*Work instructions*. Where the line containing "Locate the goalie blocker" appears in the records below, begin there and write out each line exactly until the last one, and nothing more.

+ + + + + + +

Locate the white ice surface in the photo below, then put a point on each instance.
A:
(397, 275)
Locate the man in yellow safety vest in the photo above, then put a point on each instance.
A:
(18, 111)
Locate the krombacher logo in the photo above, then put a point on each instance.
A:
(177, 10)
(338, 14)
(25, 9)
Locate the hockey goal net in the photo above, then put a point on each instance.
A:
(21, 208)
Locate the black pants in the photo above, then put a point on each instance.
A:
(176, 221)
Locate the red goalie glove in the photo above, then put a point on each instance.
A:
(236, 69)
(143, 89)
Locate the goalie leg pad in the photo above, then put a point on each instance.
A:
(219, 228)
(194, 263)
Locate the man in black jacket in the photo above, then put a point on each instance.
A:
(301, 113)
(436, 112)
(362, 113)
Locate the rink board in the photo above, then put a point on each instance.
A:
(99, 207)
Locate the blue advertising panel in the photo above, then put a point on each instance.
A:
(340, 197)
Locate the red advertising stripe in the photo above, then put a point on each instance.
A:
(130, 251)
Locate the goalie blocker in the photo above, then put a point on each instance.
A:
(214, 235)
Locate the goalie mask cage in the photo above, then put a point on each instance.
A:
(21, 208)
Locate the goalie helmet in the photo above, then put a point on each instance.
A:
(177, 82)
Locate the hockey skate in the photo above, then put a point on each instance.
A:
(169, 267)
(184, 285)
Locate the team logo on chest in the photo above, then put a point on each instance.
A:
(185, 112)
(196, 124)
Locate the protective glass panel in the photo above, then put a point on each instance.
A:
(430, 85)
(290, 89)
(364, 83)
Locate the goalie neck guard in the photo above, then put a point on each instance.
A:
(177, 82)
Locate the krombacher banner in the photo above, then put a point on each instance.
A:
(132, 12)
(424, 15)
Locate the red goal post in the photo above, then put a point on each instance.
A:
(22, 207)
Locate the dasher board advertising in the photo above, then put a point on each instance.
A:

+ + + + + + +

*Exercise answer*.
Locate the goalie blocker in the photo above, then put a point on each instance.
A:
(214, 235)
Locate the goalie mask cage in the photo above, then put a point on each instance.
A:
(21, 208)
Locate the goalie helmet in the photo above, then put a point on each instance.
A:
(177, 82)
Locate the hockey skate in the photo above, then put a point on each instance.
A:
(169, 267)
(184, 285)
Locate the team logo on chest in the photo above, then put a point on each instance.
A:
(185, 112)
(196, 124)
Locate the protective glass panel in the photo above, then put a point on each instance.
A:
(430, 85)
(290, 89)
(364, 83)
Locate the goalie neck guard in the photo above, then put a point on each instance.
A:
(177, 82)
Locate the krombacher banner in the photo above, then put a point on each instance.
A:
(132, 12)
(424, 15)
Locate the red goal post in the photo above, then put a point on each instance.
A:
(22, 207)
Locate the dasher board advertising in the photo above, then put a point on each instance.
A:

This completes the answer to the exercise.